**What to work on:** Every line of the material that follows must be printed again exactly.

———

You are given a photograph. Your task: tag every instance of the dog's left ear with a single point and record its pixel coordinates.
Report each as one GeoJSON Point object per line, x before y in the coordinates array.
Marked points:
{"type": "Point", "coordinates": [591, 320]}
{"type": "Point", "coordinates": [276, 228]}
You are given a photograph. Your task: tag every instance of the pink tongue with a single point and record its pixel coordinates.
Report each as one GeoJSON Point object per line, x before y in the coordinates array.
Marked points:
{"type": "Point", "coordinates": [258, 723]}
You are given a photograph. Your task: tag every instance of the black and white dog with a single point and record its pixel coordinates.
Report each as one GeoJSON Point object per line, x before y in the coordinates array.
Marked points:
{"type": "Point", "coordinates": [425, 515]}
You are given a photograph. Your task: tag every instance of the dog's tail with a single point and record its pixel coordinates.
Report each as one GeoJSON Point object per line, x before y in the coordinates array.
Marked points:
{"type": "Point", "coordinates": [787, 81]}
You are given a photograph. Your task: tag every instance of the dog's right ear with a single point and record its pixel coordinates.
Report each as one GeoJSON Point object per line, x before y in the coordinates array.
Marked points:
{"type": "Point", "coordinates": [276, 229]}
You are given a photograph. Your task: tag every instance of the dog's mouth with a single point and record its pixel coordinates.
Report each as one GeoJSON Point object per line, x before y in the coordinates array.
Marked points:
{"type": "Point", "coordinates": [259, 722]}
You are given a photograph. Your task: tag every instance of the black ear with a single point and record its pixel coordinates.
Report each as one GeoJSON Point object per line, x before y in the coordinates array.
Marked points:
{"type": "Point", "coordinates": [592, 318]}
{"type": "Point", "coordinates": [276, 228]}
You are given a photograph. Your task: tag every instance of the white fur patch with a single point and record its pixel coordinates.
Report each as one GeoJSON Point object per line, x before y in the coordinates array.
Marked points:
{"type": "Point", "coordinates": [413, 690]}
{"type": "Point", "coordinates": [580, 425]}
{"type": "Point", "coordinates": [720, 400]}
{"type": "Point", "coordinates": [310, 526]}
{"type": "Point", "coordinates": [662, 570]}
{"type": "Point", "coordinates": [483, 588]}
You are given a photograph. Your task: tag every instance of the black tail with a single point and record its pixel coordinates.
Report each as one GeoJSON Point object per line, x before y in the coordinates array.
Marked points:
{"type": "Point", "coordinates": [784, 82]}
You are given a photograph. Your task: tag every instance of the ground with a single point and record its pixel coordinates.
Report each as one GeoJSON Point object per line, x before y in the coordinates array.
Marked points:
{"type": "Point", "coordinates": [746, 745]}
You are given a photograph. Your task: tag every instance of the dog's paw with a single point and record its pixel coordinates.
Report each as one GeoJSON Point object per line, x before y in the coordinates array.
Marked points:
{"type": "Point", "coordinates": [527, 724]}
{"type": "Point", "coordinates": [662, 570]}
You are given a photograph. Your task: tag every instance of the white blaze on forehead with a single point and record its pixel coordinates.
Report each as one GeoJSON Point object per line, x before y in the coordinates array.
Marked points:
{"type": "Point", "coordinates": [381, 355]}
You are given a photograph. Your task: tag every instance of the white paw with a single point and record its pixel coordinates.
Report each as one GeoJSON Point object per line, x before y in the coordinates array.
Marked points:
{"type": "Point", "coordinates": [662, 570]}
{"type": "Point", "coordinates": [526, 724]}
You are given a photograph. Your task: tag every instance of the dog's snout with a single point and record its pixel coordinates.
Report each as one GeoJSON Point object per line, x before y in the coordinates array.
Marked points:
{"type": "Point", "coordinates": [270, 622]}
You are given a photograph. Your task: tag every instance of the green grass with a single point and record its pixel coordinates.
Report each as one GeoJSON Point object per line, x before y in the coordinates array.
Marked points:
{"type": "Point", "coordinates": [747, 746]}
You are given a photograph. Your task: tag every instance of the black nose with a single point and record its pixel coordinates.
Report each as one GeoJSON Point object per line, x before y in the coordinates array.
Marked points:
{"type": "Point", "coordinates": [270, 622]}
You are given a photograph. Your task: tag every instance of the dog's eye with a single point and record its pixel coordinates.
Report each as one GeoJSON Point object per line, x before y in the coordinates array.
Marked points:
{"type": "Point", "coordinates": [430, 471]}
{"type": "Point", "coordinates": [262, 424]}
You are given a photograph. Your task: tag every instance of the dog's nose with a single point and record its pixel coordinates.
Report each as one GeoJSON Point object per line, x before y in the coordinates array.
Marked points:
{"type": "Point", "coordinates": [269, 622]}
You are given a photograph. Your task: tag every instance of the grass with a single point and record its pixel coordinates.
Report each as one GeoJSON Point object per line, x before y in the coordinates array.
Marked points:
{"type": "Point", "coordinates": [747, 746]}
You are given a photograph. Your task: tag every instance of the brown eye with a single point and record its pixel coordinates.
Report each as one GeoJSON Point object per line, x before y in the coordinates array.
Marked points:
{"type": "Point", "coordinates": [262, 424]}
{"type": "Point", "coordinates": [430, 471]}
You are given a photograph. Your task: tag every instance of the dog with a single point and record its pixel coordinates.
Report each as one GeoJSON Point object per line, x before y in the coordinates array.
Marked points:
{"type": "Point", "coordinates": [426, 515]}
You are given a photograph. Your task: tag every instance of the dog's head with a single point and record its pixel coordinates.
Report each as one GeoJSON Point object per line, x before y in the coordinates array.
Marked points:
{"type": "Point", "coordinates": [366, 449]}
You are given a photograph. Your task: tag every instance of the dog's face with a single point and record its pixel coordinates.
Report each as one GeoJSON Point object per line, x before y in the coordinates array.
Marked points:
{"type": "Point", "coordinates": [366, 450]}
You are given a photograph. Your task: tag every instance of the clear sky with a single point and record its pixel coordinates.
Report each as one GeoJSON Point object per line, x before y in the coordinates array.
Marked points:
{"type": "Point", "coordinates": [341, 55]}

———

**Exercise result:**
You are given a photograph. Your task: tag every instance of the dog's left ear with a single point and record its pixel coordinates.
Report each as one GeoJSON Point object per line, x before y in the coordinates array.
Marked points:
{"type": "Point", "coordinates": [591, 320]}
{"type": "Point", "coordinates": [276, 228]}
You are given a photograph. Your task: tag every instance of the pink tongue with a single point and record its pixel coordinates.
Report each as one GeoJSON Point object per line, x before y in the coordinates array.
Marked points:
{"type": "Point", "coordinates": [258, 723]}
You are given a photograph. Your task: tag every instance of the black and white dog with a single point and record its pixel coordinates.
Report each as one GeoJSON Point object per line, x before y in the coordinates array.
Marked points:
{"type": "Point", "coordinates": [425, 515]}
You are given a photograph. Your task: tag every instance of the dog's tail with a single point and record its pixel coordinates.
Report each as one GeoJSON Point object per line, x before y in the coordinates array.
Marked points:
{"type": "Point", "coordinates": [787, 81]}
You are given a photograph. Your task: tag every instance of the dog's right ear with a single point and record its pixel coordinates.
Report each as one GeoJSON Point object per line, x before y in the coordinates array.
Marked points:
{"type": "Point", "coordinates": [276, 229]}
You are given a photograph. Your task: tag every instance of the dog's mouth with a single point and record its pixel coordinates.
Report each as one GeoJSON Point object per line, x before y in the coordinates array.
Marked points:
{"type": "Point", "coordinates": [259, 722]}
You are given a photograph. Your task: tag every instance of the black ear with a single point and record its pixel coordinates.
Report each as one GeoJSON Point object per line, x before y in the coordinates array.
Marked points:
{"type": "Point", "coordinates": [592, 318]}
{"type": "Point", "coordinates": [276, 228]}
You are given a photograph. Your task: tag every instance of the white fur patch with a single point and record its pixel coordinates.
Report each as one GeoJSON Point object per line, x before y in the coordinates array.
Marked points:
{"type": "Point", "coordinates": [413, 690]}
{"type": "Point", "coordinates": [580, 425]}
{"type": "Point", "coordinates": [720, 400]}
{"type": "Point", "coordinates": [310, 526]}
{"type": "Point", "coordinates": [662, 570]}
{"type": "Point", "coordinates": [483, 588]}
You are given a photograph. Your task: tag every instance of the black tail with a single point and record its pixel coordinates.
Report each as one GeoJSON Point object per line, x before y in the coordinates array.
Marked points:
{"type": "Point", "coordinates": [784, 82]}
You are given a photograph. Your task: tag every instance of the ground with a single point and record its pixel coordinates.
Report each as one GeoJSON Point object per line, x before y in the coordinates array.
Marked points:
{"type": "Point", "coordinates": [746, 745]}
You are given a photograph. Your task: tag every instance of the dog's paw with a single point and record its pixel coordinates.
Report each as one GeoJSON Point object per line, x before y in the coordinates array.
Marked points:
{"type": "Point", "coordinates": [527, 724]}
{"type": "Point", "coordinates": [662, 570]}
You are given a photograph. Your task: tag every instance of the white blaze on forehead with a single point and record its pixel coordinates.
Report each as one GeoJSON Point object per line, x before y in the coordinates array.
Marked points:
{"type": "Point", "coordinates": [381, 355]}
You are given a photograph. Your task: tag every instance of the white paw with a single point and record its pixel coordinates.
Report each as one GeoJSON Point object per line, x before y in the coordinates array.
Marked points:
{"type": "Point", "coordinates": [662, 570]}
{"type": "Point", "coordinates": [526, 724]}
You are given a photograph. Your task: tag every instance of the dog's snout with a single point and record its pixel coordinates.
Report each as one GeoJSON Point object per line, x before y in the coordinates array.
Marked points:
{"type": "Point", "coordinates": [270, 622]}
You are given a photograph. Your task: tag every instance of the green grass with a single point and record its pixel coordinates.
Report each as one GeoJSON Point object per line, x before y in the coordinates array.
Marked points:
{"type": "Point", "coordinates": [747, 746]}
You are given a photograph. Your task: tag every instance of the black nose with a single point and record its pixel coordinates.
Report each as one GeoJSON Point object per line, x before y in the coordinates array.
Marked points:
{"type": "Point", "coordinates": [270, 622]}
You are given a photograph. Your task: tag every instance of the dog's eye with a single point and record its pixel coordinates.
Report each as one GeoJSON Point object per line, x before y in the coordinates array.
Marked points:
{"type": "Point", "coordinates": [430, 471]}
{"type": "Point", "coordinates": [262, 424]}
You are given a photograph. Your task: tag every instance of the dog's nose with a single point and record its pixel coordinates.
Report each as one GeoJSON Point object per line, x before y in the coordinates array.
Marked points:
{"type": "Point", "coordinates": [269, 622]}
You are given a photograph. Your task: tag every instance of the grass with a single point and record its pixel coordinates.
Report each as one GeoJSON Point object per line, x before y in the coordinates array.
Marked points:
{"type": "Point", "coordinates": [747, 746]}
You are given a photograph. Your task: tag every instance of the brown eye with a single point and record its pixel coordinates.
Report each as one GeoJSON Point object per line, x before y in the coordinates array.
Marked points:
{"type": "Point", "coordinates": [262, 424]}
{"type": "Point", "coordinates": [430, 471]}
You are given a photograph. Your task: tag every instance of the dog with a single point and record its pixel coordinates.
Report each as one GeoJSON Point object per line, x before y in the coordinates array.
Marked points:
{"type": "Point", "coordinates": [426, 515]}
You are given a photograph. Your task: tag every instance of the dog's head with a single point and record its pixel coordinates.
Report each as one GeoJSON Point object per line, x before y in the coordinates array.
Marked points:
{"type": "Point", "coordinates": [366, 449]}
You are given a photograph. Your task: tag every instance of the dog's face with a single point and record its pixel coordinates.
Report each as one GeoJSON Point object per line, x before y in the coordinates array.
Marked points:
{"type": "Point", "coordinates": [366, 450]}
You are given a photograph. Your task: tag every instance of the clear sky with a single point and record its pixel coordinates.
Report each as one GeoJSON Point object per line, x before y in the coordinates array.
Marked points:
{"type": "Point", "coordinates": [341, 55]}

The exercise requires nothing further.